§ **REQUIRED TASK**: Pick out every line in the records below that contains the word "dirt" and copy each of those lines.

* start *

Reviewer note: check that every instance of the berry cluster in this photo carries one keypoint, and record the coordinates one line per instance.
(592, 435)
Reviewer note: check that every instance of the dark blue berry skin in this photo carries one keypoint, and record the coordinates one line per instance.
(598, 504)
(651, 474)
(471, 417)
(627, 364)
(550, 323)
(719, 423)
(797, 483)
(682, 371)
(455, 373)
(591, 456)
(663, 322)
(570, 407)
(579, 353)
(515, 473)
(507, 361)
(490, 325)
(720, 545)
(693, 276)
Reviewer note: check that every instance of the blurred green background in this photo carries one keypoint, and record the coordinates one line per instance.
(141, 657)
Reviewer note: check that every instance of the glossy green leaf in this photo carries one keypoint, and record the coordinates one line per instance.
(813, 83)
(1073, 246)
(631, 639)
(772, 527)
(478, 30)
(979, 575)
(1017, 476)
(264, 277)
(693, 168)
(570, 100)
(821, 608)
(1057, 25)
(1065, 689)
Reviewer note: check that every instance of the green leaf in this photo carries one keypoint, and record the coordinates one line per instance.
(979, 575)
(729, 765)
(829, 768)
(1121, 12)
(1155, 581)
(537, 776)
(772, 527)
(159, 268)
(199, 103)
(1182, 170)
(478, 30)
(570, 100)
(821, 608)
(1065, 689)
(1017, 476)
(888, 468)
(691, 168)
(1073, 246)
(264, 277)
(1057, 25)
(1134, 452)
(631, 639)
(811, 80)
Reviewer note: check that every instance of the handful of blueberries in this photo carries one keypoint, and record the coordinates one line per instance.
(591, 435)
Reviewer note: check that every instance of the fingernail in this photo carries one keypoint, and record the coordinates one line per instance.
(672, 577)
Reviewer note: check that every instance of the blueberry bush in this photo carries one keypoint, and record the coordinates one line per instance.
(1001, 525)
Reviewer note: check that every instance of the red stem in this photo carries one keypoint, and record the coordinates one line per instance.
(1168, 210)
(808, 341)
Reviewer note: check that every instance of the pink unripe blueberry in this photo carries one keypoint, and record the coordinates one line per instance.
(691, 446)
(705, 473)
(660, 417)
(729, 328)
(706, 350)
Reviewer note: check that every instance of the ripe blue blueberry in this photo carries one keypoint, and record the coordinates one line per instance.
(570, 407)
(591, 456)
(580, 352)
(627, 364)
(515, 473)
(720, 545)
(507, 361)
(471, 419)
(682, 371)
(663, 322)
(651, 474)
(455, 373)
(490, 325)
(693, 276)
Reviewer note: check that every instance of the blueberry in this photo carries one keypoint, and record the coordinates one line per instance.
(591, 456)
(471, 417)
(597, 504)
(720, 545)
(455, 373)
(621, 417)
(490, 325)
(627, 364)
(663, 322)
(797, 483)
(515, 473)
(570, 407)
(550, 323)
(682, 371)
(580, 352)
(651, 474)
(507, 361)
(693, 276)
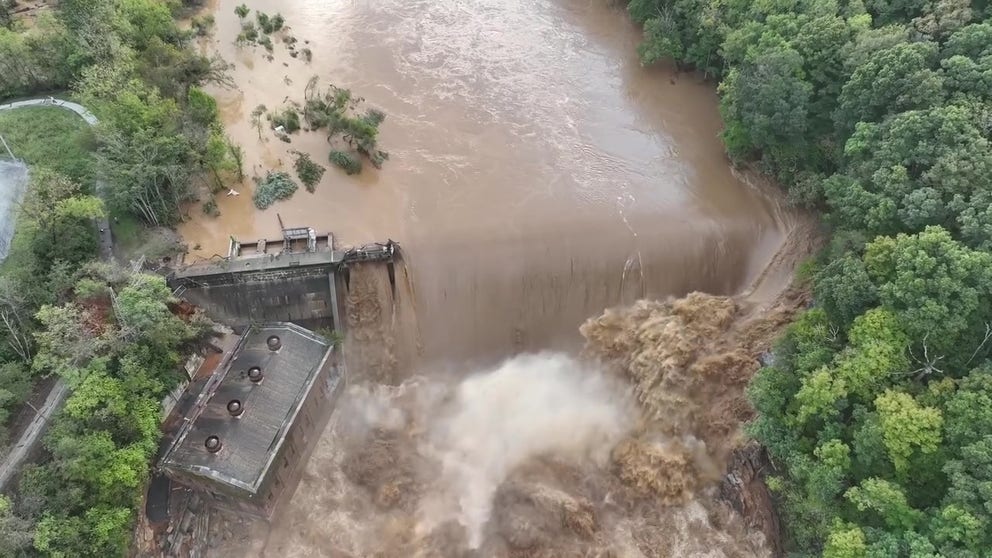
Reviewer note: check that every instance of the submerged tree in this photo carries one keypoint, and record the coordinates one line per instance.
(336, 110)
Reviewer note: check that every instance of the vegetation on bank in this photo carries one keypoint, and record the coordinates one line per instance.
(107, 332)
(877, 406)
(51, 137)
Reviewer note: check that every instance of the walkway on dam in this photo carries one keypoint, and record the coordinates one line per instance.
(20, 450)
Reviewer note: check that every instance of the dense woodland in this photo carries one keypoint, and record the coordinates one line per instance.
(877, 410)
(107, 332)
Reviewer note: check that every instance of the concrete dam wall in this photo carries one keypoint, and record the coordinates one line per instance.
(300, 288)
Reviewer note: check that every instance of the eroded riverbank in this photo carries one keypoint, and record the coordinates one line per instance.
(537, 175)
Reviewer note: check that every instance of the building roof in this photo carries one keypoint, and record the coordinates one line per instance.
(249, 442)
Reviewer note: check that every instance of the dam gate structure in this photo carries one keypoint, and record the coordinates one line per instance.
(300, 278)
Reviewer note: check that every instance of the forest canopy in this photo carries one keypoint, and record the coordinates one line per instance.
(877, 113)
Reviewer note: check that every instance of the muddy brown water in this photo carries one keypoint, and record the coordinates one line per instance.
(537, 174)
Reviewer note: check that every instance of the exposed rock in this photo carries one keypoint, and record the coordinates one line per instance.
(744, 489)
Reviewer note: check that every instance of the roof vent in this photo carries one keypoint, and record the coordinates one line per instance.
(235, 408)
(212, 443)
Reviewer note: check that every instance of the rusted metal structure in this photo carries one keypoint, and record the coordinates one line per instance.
(245, 440)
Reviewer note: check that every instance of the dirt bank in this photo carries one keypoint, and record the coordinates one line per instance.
(623, 451)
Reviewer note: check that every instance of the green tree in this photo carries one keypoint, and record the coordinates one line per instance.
(16, 533)
(765, 103)
(894, 80)
(935, 286)
(845, 541)
(907, 428)
(887, 500)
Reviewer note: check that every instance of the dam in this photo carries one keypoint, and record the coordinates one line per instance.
(299, 278)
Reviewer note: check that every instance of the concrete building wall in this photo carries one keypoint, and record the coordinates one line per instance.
(303, 296)
(302, 438)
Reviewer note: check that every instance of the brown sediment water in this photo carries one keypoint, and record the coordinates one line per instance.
(537, 175)
(537, 172)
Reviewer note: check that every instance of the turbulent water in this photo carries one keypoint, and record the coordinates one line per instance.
(538, 173)
(13, 181)
(537, 176)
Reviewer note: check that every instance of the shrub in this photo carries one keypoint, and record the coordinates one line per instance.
(249, 33)
(202, 25)
(269, 24)
(210, 208)
(346, 161)
(309, 172)
(274, 187)
(289, 119)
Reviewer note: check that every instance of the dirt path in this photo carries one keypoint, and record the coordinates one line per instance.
(28, 440)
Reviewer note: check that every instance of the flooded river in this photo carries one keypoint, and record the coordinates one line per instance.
(537, 173)
(537, 176)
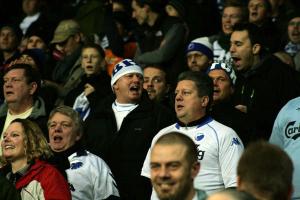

* end *

§ **ANSWER FOR THIS EXERCISE**:
Reviewer note: check that every instance of the dirt bank in this photo carries one keypoint, and record the coordinates one line per instance.
Reviewer note: check that every instance of the dirt path in this photo carries one keypoint, and record the coordinates one line per instance.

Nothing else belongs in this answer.